» **Written task**: Repeat the material verbatim and drop the pictures.

» **Data for the task**:
-=-=-=-=-

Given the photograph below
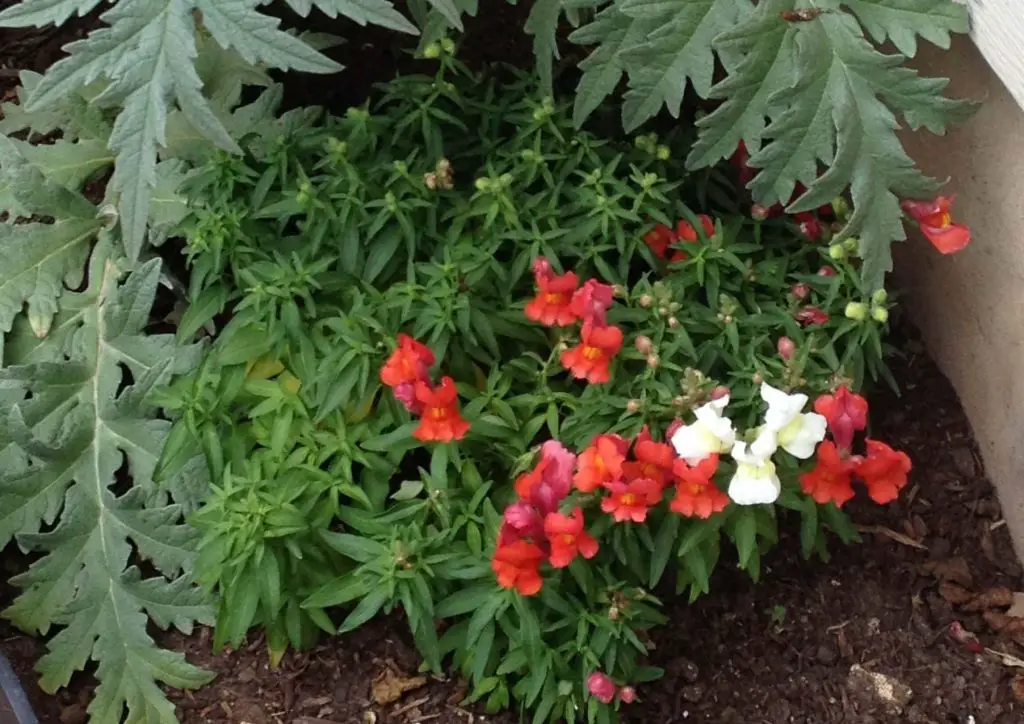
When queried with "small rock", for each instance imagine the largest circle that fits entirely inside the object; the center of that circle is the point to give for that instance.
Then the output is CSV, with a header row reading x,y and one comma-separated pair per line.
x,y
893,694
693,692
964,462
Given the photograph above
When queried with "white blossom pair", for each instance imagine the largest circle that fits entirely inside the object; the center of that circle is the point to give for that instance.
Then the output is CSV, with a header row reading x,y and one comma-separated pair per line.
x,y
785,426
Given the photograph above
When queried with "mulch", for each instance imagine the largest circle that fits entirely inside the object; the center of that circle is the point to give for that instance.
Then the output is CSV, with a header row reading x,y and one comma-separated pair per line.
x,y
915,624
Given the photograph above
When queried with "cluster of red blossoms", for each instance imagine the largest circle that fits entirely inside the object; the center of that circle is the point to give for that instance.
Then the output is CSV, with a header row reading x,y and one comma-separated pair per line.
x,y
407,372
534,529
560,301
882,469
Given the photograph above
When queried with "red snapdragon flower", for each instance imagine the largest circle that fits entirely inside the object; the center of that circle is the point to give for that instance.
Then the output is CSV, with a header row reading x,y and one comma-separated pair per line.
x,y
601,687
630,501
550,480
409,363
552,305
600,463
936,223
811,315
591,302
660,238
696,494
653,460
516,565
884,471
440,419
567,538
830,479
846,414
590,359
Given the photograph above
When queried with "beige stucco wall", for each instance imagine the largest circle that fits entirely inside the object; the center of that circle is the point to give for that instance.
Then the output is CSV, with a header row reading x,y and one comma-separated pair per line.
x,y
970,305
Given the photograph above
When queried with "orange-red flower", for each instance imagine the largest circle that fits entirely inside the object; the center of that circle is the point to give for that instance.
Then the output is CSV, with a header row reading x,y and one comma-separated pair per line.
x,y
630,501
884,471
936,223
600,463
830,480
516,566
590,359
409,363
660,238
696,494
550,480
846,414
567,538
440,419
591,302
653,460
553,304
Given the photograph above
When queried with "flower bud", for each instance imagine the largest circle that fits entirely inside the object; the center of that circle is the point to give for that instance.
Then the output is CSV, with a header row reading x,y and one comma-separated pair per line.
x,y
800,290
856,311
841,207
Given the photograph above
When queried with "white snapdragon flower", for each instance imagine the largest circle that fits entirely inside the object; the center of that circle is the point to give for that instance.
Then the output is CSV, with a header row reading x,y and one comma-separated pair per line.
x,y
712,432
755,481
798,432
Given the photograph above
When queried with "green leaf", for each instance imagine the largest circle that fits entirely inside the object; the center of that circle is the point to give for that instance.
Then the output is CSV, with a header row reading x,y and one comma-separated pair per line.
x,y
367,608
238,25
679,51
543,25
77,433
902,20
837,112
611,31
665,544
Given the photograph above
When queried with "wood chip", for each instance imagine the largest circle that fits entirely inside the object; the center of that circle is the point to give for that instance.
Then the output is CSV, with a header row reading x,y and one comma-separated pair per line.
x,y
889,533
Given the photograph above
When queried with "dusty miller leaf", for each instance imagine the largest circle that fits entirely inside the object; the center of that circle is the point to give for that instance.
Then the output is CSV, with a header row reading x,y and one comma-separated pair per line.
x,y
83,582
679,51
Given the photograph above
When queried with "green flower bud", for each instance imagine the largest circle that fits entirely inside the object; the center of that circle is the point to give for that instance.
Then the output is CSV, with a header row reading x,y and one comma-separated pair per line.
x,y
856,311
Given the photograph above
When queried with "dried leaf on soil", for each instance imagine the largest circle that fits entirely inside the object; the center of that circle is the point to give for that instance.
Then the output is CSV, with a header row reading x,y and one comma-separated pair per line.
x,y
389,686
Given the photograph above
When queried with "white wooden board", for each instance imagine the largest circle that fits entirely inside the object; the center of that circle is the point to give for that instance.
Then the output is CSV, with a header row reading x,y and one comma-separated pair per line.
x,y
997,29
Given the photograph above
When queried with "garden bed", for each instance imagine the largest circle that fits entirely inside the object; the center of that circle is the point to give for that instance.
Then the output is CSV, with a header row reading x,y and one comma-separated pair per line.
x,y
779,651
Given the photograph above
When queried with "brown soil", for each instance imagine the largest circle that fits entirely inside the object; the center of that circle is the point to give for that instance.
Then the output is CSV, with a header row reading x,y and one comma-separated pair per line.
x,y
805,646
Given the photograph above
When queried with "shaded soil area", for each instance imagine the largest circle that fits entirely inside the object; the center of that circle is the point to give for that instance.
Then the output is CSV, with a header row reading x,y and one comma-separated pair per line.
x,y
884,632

-=-=-=-=-

» **Response to the exercise**:
Given the photograph below
When queried with "small rock", for each instance imagine the largest circle that fits entirely inside the object; the center of that circle is the point to give for that instance.
Then the output is CSV, with a header row reading x,y and one comma-separated pair per line.
x,y
893,694
693,692
964,462
Given the photograph above
When queried with "white blossom pair", for each instance imagine the largest circle that fits entirely inside the object; the center of that circle is the point to give for that instance.
Then the output is CSV, with a header row reading x,y and one comma-separated pair per line.
x,y
785,426
Given the photograph above
When queried with "mulch", for each instance imagine the largest circle that fits entirely inside the object; the center of that circle is the point to give for that instance.
Then the output is CSV, with a header row reading x,y and one comma-separated pair per line.
x,y
915,624
Given the photograph above
When queried with "cluster of red blossoms", for each instance imagine the largest circle that fits entirely inside the object; the center of that circle is the point to give for that instance.
Then the output is CSV, with a header row reading x,y and one comma-separated pair per line.
x,y
407,372
534,529
560,301
882,469
Given the photograph above
When queried with "red snapdragon flower", for each instance imagine the largest circle that fits entirely inside the object; the center of that circle is the point to give for that instance.
Then the output is CSV, with a header row reading x,y and one comma-separated pair per line.
x,y
601,687
630,501
550,480
409,363
552,305
600,463
936,223
811,315
591,302
660,238
696,494
653,460
516,565
884,471
440,419
567,538
830,479
846,414
590,359
Given the photograph above
When queried with "beige stucco wall", for each instance imagine the largest circle that fits entirely inside the object; the center of that circle is the point to give for that instance.
Then the output is CSV, with a header row reading x,y and one comma-separated pair per line.
x,y
970,305
Given the photograph above
When queried with "orange-red flower", for each instance imagine the largest circle that fits entirely inside the object; the center of that circle is the point to give for that instance.
Then the output is CSV, with a header row reading x,y and one comma-separated pair per line.
x,y
630,501
884,471
936,223
600,463
830,480
516,566
590,359
409,363
660,238
696,494
550,480
846,414
567,538
440,419
591,302
653,460
553,304
Given the photograph above
When queried with "flower bud", for each instance imagine the largest circle that fits entirely inside the object; the center of that circle is the point to give for that instance.
Then the output is CSV, with a header row reading x,y and one comma-separated pair per line.
x,y
800,290
856,311
841,207
Given the photograph above
When queried with "white snapdragon flower", for each instance imagine the largest circle that fits entirely inside the object; the center of that circle is the point to give for that instance.
Then the output is CSV, with a header row reading x,y and one comma-separated pair per line.
x,y
712,432
755,481
798,432
Given the photograph above
When queried with "green leaf", for each instance imagine the largest circle that fits entirely inside the object; the center of that circle is the point to give for that instance.
Then the output is CSV, with a header row reading x,y and one comma-separated pair per line.
x,y
367,608
238,25
679,51
543,25
77,433
902,20
837,112
611,31
665,544
Given the photograph above
When queried with "wood chip", for each instance imagine the largest circle that fits entirely inside the object; the center of that circle is the point to give for that instance.
Then the output is CSV, with a header row reading x,y and one comma-separated pair per line.
x,y
889,533
Given the photograph above
When queried with "dusty miller leaf", for each instance imagine the largest circle that fits entirely inside the object; the center of that circle is the point to give for that instance.
Then the output is CSV, with a header row reading x,y and one comma-separated pair per line.
x,y
83,582
679,51
Given the photograph above
When queried with "green flower bud", for each instance imagine the largest circle that fits entirely inside the object; the center of that circle is the point to give for that instance.
Then the output is CSV, with a header row reading x,y and one comma-separated pair per line.
x,y
856,311
Given the photograph above
When queried with "dried leaf on soil", for each instance imagine the largest circle that fits entirely inside the object; the center of that circle is the point to give for that instance.
Then the output is CSV, with a header row reading x,y and one comma-separated pair per line.
x,y
389,686
Given the photograph above
When queried with "white wooden board", for each instance imagine the largest circle that fits entirely inside the object; the center of that circle is the point to give for that instance.
Then the output is CSV, with a header row reading x,y and one comma-separated pair per line.
x,y
997,29
Given the photograph above
When queried with "garden bed", for each instance imagine the largest circle that fits entirely inside the object; the center of that circle is the point to give for that instance.
Then the output is CSV, with a header row reading x,y and one comma-separated pair per line.
x,y
779,651
Given the photograph above
When queried with "brown soil", for each instance imagine the largest circle that fits entirely inside the object; the center of that circle is the point to give for that instance.
Then the output is CSV, with a header row reading x,y and one comma-separated pair per line.
x,y
805,646
Given the photograph above
When queried with "shaded soil area", for each instance imagine the largest circle that fits entirely inside the object; the center of that circle is the point to give for that instance.
Then the output is CSV, with a header row reading x,y and one comma-separated pair per line.
x,y
884,632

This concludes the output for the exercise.